§ TASK REQUIREMENTS:
Rewrite all the lines below with "accessibility audit" changed to "labeling review" and everything else kept the same. Leave the pictures out of your version.

(Data records)
┌──

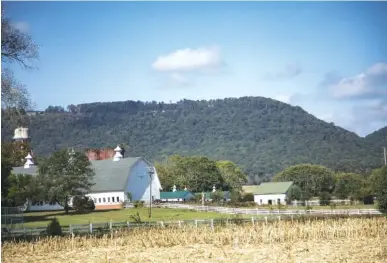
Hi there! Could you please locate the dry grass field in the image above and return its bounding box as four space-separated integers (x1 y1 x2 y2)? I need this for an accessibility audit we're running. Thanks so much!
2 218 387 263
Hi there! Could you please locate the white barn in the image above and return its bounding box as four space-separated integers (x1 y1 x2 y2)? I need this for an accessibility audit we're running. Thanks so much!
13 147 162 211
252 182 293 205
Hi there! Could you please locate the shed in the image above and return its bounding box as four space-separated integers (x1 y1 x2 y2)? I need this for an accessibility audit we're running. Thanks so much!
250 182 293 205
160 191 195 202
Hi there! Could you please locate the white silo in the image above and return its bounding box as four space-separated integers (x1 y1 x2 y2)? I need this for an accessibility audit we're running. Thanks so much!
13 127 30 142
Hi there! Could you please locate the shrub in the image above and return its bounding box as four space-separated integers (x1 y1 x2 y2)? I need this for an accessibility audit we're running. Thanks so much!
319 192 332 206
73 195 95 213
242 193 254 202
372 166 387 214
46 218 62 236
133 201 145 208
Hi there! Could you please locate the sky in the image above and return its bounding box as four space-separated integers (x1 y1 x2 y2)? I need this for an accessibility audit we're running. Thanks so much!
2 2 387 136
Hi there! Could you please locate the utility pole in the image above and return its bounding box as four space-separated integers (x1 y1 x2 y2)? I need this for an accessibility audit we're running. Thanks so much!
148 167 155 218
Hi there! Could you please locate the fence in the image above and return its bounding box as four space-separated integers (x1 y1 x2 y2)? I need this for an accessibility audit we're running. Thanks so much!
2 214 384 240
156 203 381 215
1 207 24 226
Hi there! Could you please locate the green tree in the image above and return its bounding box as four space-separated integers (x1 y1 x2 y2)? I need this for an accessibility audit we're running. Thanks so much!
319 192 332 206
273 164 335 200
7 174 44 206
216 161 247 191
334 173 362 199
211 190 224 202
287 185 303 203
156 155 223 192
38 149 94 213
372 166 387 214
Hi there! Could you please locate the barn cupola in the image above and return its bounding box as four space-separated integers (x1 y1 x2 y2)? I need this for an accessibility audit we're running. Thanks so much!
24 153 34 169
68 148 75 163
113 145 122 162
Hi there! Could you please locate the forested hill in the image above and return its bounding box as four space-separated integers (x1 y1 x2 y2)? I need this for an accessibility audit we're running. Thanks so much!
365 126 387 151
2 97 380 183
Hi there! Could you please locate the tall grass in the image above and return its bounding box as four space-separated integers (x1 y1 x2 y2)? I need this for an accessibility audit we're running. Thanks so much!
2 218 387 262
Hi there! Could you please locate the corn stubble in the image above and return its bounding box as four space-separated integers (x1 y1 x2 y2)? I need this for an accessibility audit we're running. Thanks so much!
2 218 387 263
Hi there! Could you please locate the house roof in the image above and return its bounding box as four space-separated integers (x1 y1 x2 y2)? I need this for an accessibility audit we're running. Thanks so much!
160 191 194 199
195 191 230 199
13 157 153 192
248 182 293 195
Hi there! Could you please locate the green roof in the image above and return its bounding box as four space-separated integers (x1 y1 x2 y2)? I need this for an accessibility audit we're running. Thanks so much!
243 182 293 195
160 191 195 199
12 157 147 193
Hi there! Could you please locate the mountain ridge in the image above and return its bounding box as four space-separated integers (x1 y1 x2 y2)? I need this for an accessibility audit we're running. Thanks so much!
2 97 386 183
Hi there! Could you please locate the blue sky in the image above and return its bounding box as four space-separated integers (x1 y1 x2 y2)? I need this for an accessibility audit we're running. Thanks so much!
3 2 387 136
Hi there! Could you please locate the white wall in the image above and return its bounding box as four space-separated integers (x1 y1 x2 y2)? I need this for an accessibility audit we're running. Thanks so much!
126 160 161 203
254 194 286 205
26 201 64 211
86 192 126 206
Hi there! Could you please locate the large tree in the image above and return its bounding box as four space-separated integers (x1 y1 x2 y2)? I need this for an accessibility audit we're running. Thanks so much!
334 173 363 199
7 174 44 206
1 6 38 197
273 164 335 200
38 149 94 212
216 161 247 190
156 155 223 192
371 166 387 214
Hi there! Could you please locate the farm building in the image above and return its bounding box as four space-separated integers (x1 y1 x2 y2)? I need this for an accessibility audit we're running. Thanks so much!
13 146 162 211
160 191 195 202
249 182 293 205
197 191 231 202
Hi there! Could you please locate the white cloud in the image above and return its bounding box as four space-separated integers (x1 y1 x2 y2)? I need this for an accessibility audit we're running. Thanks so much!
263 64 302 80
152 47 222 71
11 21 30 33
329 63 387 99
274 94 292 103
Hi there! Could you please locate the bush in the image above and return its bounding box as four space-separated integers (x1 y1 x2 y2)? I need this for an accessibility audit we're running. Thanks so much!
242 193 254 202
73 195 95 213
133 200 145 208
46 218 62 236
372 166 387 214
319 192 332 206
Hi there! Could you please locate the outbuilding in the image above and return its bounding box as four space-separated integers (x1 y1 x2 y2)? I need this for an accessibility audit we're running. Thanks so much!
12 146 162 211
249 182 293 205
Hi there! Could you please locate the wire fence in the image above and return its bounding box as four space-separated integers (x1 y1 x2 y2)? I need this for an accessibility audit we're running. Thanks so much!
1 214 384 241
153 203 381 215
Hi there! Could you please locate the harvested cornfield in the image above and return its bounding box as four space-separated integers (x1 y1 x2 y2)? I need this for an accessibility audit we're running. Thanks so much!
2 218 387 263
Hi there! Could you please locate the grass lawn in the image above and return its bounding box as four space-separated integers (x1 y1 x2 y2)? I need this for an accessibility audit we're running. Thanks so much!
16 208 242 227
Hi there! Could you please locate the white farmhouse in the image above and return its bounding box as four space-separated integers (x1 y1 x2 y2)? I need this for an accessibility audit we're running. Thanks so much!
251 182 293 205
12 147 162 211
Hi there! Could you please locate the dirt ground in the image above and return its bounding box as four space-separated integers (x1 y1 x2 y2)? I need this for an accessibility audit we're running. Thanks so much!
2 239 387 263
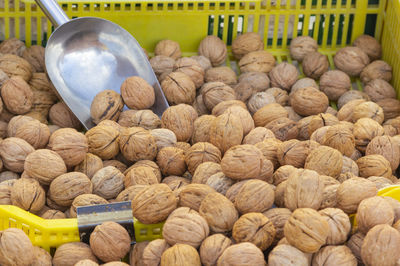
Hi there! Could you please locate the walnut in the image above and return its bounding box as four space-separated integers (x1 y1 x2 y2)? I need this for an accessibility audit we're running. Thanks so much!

└──

§ COMPLETE OUTPUT:
Hi there! Could you please locate the dry grass field in the image above and return its bounding box as four space-separated integers (x1 y1 x2 y2)? I need this for an labeling review we're running. Thanks so much!
2 218 387 263
Hi there! Could you please locate the white barn in the image above and return its bounding box as four space-separated integers (x1 y1 x2 y2)? I need this for an labeling review we're running. Thanks so much!
13 147 162 211
252 182 293 205
Hi there! Could you please locate the shed in the image above and return its bounding box as four space-separated integers (x1 y1 x2 y2)? I need this for an labeling review we're running. Thanks so much!
250 182 293 205
160 191 195 202
Hi there! Could you please locate the white silo in the image above and return its bounding box as four space-separated integers (x1 y1 x2 y2)? I need this for an labeling review we're running. Thanks so much!
13 127 30 142
Hi there! Could you please locate the shrub in the image above and return its bounding box as four space-separated integers (x1 y1 x2 y2)? I need this for an labeling review we're running. Thanks so much!
319 192 332 206
73 195 95 213
242 193 254 202
372 166 387 214
46 218 62 236
133 201 145 208
Hi there! Could you please locate the sky in the image above and return its bounding box as four space-separated integers (x1 y1 x2 y2)? I need this for an labeling review we're running. Thanks so much!
2 2 387 136
Hi there! Could you please locate the utility pole in the image above and return its bounding box as four space-separated integers (x1 y1 x2 y2)? I need this for an labeling review we're running. Thanks so much!
148 167 155 218
Hi there! Could you please locate the fence in the image above and return its bounding box as four space-separated integers (x1 y1 x2 y2)? I need this for an labeling review we're running. Thanks so much!
2 214 384 240
156 203 381 215
1 207 24 226
Hi there! Could you please locate the green tree in the image above and return its bounding box as four space-separated integers (x1 y1 x2 y2)? I need this for an labeling review we're running. Thanks so much!
319 192 332 206
273 164 335 200
7 174 44 206
216 161 247 191
334 173 362 199
211 190 224 202
287 185 303 203
156 155 223 192
38 149 94 213
372 166 387 214
Hi there! Could you please locate the barn cupola in the image above and return its bounding box as four space-separated integers (x1 y1 x2 y2)? I need this for an labeling review we're running. Thanks so much!
24 153 34 169
68 148 75 163
113 145 122 162
Hi there! Could you please locate the forested hill in the image above and return its bounding box as four space-separated integers (x1 y1 x2 y2)? I need this for an labeling review we're running. Thanks so much!
365 126 387 151
2 97 380 183
Hi there! Could you please locate the tall grass in the image above and return its bounding box as four space-separated integers (x1 y1 x2 y2)? I need this for an labeling review we're running. Thanks so much!
2 218 387 262
Hi there! Could you please locate the corn stubble in the image above and return its bounding box as four space-separated integers (x1 y1 x2 y2)? I need this for an labeling review we're running. Thanks so much!
2 218 387 263
Hi there! Could you please locate the house roof in the image above and return its bounding box as four space-separated integers (x1 y1 x2 y2)? I need this for an labeling review we're running. Thanks so much!
160 191 194 199
195 191 230 199
13 157 153 192
248 182 293 195
Hi there! Could you please locate the green roof in the image above and return its bounding box as four space-separated integers (x1 y1 x2 y2)? I need this for an labeling review we're running. Thanks so much!
243 182 293 195
160 191 195 199
12 157 147 193
Hi there! Could you please locate the mountain ridge in the image above and return its bounding box as four space-separated integers (x1 y1 x2 y2)? I need this for an labeling review we're running. Thanks so much!
2 97 386 183
Hi there! Could you please locate the blue sky in the image above and return its bounding box as four space-separated integers (x1 y1 x2 y2)? I need this for an labeling review we're running. Thanks so much!
3 2 387 136
Hi there! Could you please locate the white wall in the image above and return its bounding box as four space-separated integers (x1 y1 x2 y2)? I need this for an labeling review we're running. Thanks so much!
126 160 161 203
254 194 286 205
26 201 64 211
86 192 126 206
Hi there! Could you please locate the large tree in the image above and return its bounding box as four space-separated integers (x1 y1 x2 y2)? I need this for an labeling review we're running. Thanks so much!
334 173 363 199
7 174 44 206
1 6 38 197
273 164 335 200
38 149 94 212
216 161 247 190
156 155 223 192
371 166 387 214
Hi there! Could you please locate the farm building in the image above and return its bounding box as four space-separated integers (x1 y1 x2 y2)? I need this for an labeling review we're running. Thanks so much!
13 146 162 211
160 191 195 202
249 182 293 205
197 191 231 202
Hi there! Could you please locate the white cloud in the image above and return its bounding box as four space-separated integers (x1 y1 x2 y2)? I need this for an labeling review we're running. Thanks so much!
263 64 302 80
152 47 222 71
11 21 30 33
329 63 387 99
274 94 292 103
Hi there! Could you please locate the bush in the image above and return its bounding box as four space-separated integers (x1 y1 x2 y2)? I need this for an labeling review we're running. Thanks so much!
242 193 254 202
73 195 95 213
133 200 145 208
46 218 62 236
372 166 387 214
319 192 332 206
Hi there! Could you please locate the outbuilding in the image above and return its bounding box as four space-separated integers (x1 y1 x2 y2)? I need this for an labeling review we're running. Thanks so much!
12 146 162 211
249 182 293 205
Hi there! Could you please locate the wire fence in the image above and return its bounding box as four space-separated integers (x1 y1 x2 y2)? I need this for an labeling review we're running. Thanks so much!
1 214 384 241
153 203 381 215
Hi there! Could you please locate the harvested cornfield in the image above and return its bounding box as four space-separated integers (x1 y1 x2 y2)? I need this for an labeling review we're running. Thanks so much!
2 218 387 263
Hi there! Could you please locate the grass lawn in the image above and return its bounding box as four space-separated integers (x1 y1 x2 y2)? I need this for an labeling review we're running. Thanks so much!
16 208 242 227
Hi there! Could you please locate the white farmhouse in the image above and return its bounding box as four space-separated integers (x1 y1 x2 y2)? I need this for an labeling review we're running. Thanks so much!
251 182 293 205
12 147 162 211
Hi there! Could you please locate the dirt ground in the image above and return its bounding box as four space-separated integers (x1 y1 x2 y2)? I need this for an labeling review we're running. Thanks so much!
2 239 387 263
Hi there! Could you please locate the walnut in the image above and return its bounding box as four space-separated integers (x1 y1 x2 y2)? I need this for an labeling review we're running. Thanks so much!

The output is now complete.